▶ [DATA]
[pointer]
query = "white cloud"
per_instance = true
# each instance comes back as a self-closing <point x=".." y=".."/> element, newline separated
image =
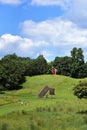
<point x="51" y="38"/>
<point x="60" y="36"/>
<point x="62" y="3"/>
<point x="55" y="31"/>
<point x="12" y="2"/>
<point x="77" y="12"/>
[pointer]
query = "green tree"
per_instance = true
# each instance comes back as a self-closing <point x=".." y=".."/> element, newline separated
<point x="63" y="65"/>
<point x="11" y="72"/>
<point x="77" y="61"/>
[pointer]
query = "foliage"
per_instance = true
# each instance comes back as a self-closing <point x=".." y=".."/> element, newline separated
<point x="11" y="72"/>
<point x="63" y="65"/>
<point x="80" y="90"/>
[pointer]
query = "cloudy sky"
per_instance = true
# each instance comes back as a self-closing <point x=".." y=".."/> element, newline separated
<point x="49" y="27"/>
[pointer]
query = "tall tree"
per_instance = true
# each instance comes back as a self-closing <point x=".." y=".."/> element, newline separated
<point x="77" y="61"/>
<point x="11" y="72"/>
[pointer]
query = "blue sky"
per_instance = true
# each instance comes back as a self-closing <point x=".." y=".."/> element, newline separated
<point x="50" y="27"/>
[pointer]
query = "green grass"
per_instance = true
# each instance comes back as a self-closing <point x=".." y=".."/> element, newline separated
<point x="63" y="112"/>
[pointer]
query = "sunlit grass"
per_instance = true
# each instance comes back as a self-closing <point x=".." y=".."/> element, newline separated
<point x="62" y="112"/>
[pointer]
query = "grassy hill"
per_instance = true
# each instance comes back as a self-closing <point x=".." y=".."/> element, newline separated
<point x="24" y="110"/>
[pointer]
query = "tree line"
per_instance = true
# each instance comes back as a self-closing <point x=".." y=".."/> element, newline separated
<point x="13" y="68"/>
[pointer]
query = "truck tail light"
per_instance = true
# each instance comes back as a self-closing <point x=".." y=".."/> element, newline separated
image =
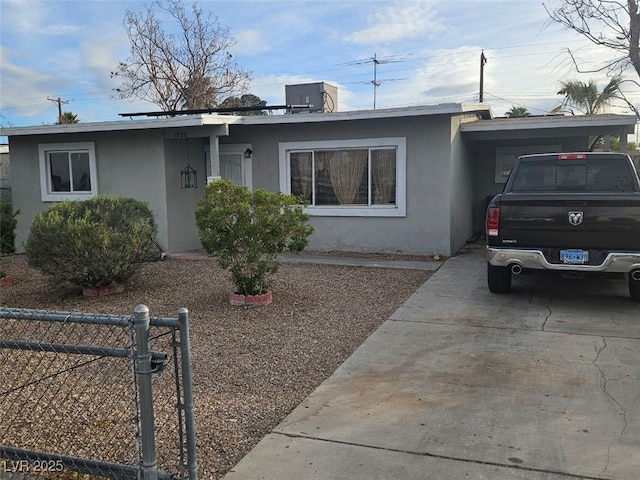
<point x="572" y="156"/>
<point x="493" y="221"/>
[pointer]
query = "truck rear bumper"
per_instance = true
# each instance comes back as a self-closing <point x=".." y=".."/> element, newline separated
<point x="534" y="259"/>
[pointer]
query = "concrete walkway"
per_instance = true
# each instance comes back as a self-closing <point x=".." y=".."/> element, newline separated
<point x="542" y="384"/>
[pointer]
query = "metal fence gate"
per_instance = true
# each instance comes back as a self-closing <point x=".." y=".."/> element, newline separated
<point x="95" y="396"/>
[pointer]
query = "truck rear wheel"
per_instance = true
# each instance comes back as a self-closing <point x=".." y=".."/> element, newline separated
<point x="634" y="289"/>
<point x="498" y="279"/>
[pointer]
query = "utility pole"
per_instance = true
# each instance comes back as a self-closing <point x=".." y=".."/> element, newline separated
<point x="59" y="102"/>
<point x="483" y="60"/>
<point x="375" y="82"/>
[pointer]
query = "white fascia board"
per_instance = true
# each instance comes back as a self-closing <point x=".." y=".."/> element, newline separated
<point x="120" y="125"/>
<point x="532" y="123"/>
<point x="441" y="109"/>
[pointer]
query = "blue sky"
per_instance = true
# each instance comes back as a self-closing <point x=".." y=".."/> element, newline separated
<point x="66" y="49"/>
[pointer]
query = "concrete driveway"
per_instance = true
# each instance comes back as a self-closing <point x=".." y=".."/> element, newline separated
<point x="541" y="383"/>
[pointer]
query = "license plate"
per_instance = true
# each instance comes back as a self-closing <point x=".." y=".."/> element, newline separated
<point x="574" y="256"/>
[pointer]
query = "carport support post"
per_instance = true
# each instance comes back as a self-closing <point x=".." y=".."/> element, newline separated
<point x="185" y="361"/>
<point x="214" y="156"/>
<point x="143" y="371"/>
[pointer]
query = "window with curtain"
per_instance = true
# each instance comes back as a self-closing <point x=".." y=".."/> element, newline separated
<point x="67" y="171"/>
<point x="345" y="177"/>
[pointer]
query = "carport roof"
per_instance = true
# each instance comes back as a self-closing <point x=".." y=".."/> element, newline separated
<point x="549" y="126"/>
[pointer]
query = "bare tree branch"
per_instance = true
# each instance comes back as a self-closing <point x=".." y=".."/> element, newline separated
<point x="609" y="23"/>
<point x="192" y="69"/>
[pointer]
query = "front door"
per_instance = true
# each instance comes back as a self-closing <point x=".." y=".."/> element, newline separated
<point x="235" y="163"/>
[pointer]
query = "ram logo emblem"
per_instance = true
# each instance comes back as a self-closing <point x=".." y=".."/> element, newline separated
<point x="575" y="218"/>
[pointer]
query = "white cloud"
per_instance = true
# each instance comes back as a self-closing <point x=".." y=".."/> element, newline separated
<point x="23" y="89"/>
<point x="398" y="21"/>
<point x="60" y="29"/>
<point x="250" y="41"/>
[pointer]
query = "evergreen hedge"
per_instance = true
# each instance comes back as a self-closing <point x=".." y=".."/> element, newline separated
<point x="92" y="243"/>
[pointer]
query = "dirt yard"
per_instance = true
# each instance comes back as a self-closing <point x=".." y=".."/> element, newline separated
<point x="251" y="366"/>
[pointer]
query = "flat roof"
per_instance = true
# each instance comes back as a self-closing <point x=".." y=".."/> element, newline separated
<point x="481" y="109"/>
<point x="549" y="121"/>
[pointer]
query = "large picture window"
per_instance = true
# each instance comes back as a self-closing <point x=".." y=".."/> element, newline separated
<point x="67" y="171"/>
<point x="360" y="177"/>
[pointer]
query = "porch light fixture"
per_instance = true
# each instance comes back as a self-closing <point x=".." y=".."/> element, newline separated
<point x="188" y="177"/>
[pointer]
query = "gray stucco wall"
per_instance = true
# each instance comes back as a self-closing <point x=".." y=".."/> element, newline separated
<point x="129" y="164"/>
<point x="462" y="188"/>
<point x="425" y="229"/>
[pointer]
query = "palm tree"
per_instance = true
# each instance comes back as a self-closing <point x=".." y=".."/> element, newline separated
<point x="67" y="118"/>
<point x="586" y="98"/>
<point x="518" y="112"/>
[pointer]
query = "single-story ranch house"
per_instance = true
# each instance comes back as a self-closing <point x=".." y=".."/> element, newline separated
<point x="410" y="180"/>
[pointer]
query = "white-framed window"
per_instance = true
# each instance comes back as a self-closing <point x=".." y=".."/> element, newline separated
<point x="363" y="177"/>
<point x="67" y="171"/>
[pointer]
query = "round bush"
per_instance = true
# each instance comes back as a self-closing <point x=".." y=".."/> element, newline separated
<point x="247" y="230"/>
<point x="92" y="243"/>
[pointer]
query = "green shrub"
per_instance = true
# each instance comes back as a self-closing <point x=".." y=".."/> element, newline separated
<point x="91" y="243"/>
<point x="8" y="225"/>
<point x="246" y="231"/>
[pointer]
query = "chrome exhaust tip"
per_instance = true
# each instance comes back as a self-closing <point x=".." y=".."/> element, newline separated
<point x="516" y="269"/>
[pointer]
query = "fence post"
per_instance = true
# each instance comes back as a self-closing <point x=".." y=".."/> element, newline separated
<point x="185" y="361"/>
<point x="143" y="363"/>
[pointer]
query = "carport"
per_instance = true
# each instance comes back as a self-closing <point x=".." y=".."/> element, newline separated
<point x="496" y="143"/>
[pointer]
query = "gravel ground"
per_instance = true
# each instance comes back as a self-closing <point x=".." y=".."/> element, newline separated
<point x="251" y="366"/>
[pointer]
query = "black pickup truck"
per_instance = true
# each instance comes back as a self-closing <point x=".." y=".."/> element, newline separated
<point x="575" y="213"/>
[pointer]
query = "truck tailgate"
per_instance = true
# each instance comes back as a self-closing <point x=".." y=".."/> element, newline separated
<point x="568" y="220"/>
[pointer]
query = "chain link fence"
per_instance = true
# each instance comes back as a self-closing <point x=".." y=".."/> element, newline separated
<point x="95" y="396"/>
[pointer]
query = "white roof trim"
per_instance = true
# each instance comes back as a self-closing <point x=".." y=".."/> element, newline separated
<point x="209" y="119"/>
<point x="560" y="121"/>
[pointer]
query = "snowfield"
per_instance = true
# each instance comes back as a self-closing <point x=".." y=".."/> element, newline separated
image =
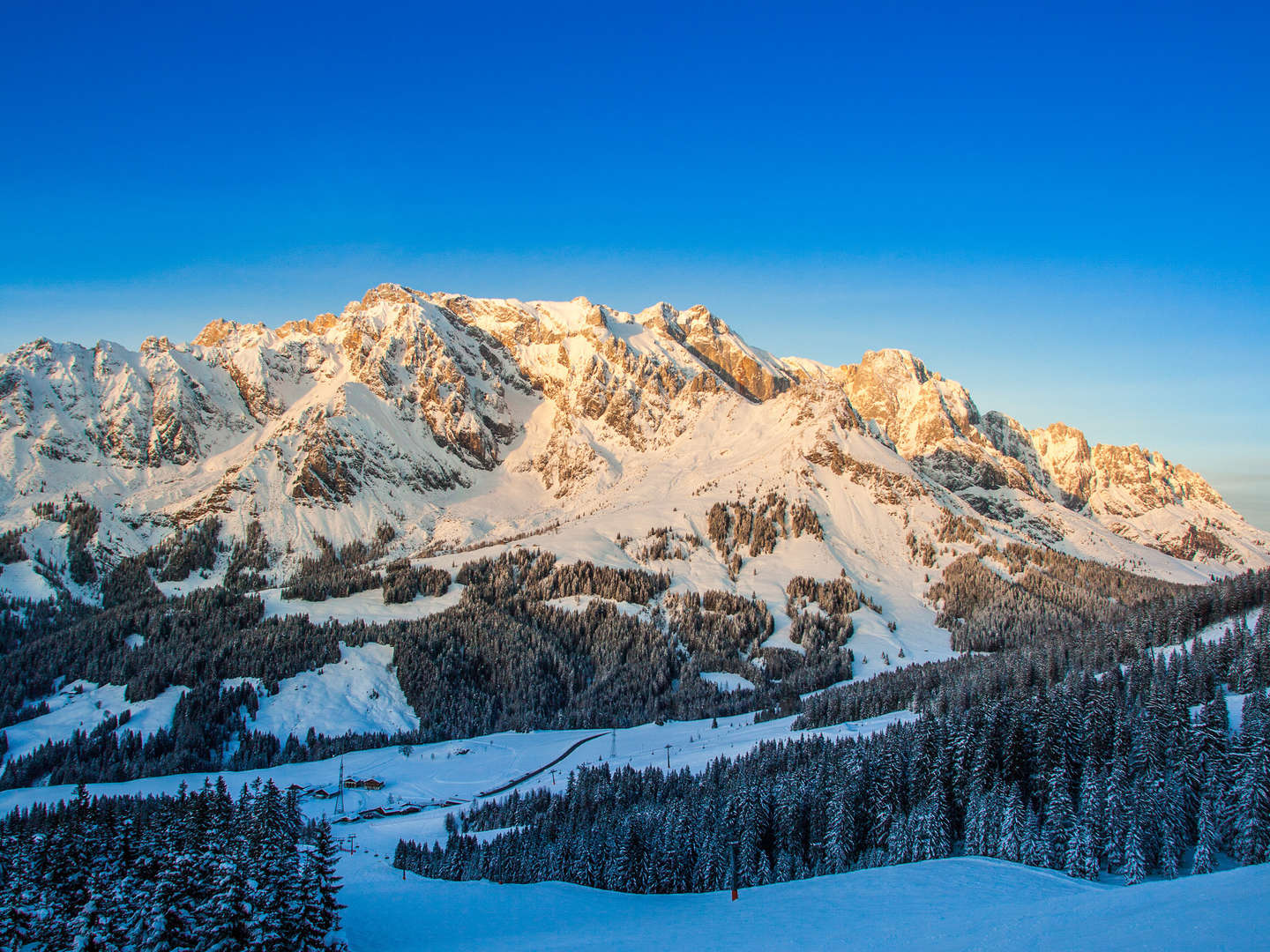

▶ [INSTRUCTIONS TO FOLLOW] How many lines of the records contain the string "white"? Give only the number.

▶ [COMPLETED EXERCISE] 5